EXCERPTED TEXT =
[Begin]

问题
I am upgrading an application from .NET Core 2.2 to .NET Core 3.0, and the new System.Text.Json
serializer is not behaving the same as Newtonsoft did in 2.2. On characters like a non-breaking-space (\u00A0) or emoji characters, Newtonsoft (and even Utf8Json) serialize them as their actual characters, not the Unicode code.
I've created a simple .NET Fiddle to show this.
var input = new Foo { Bar = "\u00A0 Test !@#$%^&*() 💯\uD83D\uDCAF 你好" };
var newtonsoft = Newtonsoft.Json.JsonConvert.SerializeObject(input);
var system = System.Text.Json.JsonSerializer.Serialize(input, new System.Text.Json.JsonSerializerOptions
{
Encoder = System.Text.Encodings.Web.JavaScriptEncoder.UnsafeRelaxedJsonEscaping,
});
var utf8Json = Utf8Json.JsonSerializer.ToJsonString(input);
Console.WriteLine($"Original: {input.Bar} - {input.Bar.Contains('\u00A0')}"); // Original
Console.WriteLine($"Newtonsoft: {newtonsoft} - {newtonsoft.Contains('\u00A0')}"); // Works
Console.WriteLine($"System.Text.Json: {system} - {system.Contains('\u00A0')}"); // Does not work
Console.WriteLine($"Utf8Json: {utf8Json} - {utf8Json.Contains('\u00A0')}"); // Works
https://dotnetfiddle.net/erCaZl
Is there an Encoder or a JsonSerializerOptions
property to serialize like Newtonsoft did?

[End]

CHALLENGE A = Find every line in the entries that contains the string "yellow" and copy each one. Case counts.

(Point placement records)

[Begin]

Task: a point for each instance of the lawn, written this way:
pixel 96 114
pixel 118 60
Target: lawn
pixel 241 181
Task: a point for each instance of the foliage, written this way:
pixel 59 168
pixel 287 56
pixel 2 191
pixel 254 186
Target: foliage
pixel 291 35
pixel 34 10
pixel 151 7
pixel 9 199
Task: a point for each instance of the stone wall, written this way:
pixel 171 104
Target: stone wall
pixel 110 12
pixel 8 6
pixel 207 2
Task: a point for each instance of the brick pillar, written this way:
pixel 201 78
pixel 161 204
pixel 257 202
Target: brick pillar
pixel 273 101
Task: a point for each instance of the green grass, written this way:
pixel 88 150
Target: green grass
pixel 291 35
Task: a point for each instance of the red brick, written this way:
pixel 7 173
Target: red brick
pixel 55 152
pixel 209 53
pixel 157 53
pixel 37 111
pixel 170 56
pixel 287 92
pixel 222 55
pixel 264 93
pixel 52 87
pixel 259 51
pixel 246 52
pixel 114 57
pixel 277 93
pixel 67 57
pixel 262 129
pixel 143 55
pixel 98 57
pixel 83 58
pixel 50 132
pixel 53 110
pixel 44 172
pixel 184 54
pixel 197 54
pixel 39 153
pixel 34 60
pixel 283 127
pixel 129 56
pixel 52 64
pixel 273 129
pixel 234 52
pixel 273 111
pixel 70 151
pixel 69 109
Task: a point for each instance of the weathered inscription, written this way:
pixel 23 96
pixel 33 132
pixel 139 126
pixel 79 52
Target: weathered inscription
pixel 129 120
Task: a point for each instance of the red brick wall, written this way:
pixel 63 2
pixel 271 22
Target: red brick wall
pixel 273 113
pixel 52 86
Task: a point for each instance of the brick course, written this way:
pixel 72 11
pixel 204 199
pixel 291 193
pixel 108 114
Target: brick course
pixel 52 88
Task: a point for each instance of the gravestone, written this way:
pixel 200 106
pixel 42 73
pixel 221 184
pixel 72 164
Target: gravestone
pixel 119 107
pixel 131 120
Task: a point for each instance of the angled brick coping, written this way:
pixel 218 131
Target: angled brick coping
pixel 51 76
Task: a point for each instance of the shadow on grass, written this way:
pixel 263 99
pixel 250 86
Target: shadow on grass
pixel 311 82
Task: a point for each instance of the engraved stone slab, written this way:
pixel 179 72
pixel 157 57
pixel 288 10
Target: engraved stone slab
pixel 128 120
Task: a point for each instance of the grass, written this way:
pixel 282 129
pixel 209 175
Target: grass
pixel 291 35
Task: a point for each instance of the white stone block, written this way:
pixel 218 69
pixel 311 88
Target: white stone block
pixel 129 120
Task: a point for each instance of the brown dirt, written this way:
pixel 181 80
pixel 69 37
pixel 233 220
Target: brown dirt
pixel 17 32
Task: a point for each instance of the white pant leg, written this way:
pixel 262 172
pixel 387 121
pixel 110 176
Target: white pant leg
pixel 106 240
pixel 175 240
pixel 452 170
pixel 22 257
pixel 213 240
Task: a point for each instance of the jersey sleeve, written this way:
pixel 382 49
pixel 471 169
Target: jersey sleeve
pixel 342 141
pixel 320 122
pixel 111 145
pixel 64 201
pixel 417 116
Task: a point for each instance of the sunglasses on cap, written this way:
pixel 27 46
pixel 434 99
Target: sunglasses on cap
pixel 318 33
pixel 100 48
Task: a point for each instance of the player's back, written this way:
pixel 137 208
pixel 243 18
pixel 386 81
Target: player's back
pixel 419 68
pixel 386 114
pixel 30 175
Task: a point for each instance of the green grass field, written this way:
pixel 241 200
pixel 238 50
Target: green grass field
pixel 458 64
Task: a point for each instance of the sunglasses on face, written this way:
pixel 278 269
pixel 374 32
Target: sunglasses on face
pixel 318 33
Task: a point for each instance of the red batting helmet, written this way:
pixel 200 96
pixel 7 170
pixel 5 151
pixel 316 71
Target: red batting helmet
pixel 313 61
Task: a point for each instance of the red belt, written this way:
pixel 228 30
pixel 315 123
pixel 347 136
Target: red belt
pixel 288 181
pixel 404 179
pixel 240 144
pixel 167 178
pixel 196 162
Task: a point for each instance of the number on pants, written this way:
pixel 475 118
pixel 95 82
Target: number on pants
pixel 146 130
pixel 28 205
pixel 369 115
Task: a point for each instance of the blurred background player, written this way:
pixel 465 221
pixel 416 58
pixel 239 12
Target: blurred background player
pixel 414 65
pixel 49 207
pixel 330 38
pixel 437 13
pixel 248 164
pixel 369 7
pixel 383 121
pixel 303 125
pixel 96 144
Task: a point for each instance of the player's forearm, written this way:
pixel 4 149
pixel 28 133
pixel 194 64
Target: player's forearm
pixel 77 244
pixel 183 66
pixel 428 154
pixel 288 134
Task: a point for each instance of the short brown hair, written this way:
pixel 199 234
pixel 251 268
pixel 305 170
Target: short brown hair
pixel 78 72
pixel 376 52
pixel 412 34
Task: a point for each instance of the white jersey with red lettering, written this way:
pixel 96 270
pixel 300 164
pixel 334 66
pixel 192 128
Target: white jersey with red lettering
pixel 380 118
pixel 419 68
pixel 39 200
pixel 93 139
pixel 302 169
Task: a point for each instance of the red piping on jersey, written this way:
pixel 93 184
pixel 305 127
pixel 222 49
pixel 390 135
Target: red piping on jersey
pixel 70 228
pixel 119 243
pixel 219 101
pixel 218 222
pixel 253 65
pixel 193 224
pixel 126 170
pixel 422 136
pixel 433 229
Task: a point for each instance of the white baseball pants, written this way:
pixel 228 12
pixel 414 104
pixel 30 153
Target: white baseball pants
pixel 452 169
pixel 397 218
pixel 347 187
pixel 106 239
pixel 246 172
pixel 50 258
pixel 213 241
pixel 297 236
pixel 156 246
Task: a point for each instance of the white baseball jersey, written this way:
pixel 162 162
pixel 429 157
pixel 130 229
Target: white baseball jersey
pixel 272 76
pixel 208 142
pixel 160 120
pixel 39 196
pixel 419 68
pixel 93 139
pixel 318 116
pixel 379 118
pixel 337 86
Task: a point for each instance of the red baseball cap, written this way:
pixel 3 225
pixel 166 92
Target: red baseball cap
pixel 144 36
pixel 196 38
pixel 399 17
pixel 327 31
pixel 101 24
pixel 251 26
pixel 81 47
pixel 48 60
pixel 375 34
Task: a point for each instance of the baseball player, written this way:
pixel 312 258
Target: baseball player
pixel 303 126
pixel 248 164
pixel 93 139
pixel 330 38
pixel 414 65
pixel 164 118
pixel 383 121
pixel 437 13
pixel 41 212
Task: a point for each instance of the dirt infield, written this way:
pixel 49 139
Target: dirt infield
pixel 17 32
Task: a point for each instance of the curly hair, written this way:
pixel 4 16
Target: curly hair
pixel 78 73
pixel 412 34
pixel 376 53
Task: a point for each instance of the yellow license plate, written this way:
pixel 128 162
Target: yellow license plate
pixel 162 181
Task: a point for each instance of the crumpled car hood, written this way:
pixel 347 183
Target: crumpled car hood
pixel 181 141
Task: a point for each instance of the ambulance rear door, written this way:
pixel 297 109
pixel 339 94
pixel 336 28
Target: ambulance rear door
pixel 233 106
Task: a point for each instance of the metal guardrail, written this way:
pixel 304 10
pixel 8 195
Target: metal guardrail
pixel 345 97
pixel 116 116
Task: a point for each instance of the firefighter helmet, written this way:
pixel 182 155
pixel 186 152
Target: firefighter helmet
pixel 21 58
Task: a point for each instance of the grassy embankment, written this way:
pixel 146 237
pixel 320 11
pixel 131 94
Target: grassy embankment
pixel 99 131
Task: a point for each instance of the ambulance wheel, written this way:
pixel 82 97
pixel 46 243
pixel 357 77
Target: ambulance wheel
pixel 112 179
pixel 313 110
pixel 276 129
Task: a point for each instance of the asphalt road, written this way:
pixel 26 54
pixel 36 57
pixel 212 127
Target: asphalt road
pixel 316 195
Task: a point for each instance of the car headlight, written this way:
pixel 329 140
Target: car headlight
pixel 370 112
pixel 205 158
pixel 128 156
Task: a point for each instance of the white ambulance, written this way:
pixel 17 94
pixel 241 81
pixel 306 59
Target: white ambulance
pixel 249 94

[End]

CHALLENGE B = Replace each "input" with "payload" in the serializer question, and write out everything from "var input = new" down to "like Newtonsoft did?".

REPLY A =
Task: a point for each instance of the yellow license plate, written this way:
Target: yellow license plate

REPLY B =
var payload = new Foo { Bar = "\u00A0 Test !@#$%^&*() 💯\uD83D\uDCAF 你好" };
var newtonsoft = Newtonsoft.Json.JsonConvert.SerializeObject(payload);
var system = System.Text.Json.JsonSerializer.Serialize(payload, new System.Text.Json.JsonSerializerOptions
{
Encoder = System.Text.Encodings.Web.JavaScriptEncoder.UnsafeRelaxedJsonEscaping,
});
var utf8Json = Utf8Json.JsonSerializer.ToJsonString(payload);
Console.WriteLine($"Original: {payload.Bar} - {payload.Bar.Contains('\u00A0')}"); // Original
Console.WriteLine($"Newtonsoft: {newtonsoft} - {newtonsoft.Contains('\u00A0')}"); // Works
Console.WriteLine($"System.Text.Json: {system} - {system.Contains('\u00A0')}"); // Does not work
Console.WriteLine($"Utf8Json: {utf8Json} - {utf8Json.Contains('\u00A0')}"); // Works
https://dotnetfiddle.net/erCaZl
Is there an Encoder or a JsonSerializerOptions
property to serialize like Newtonsoft did?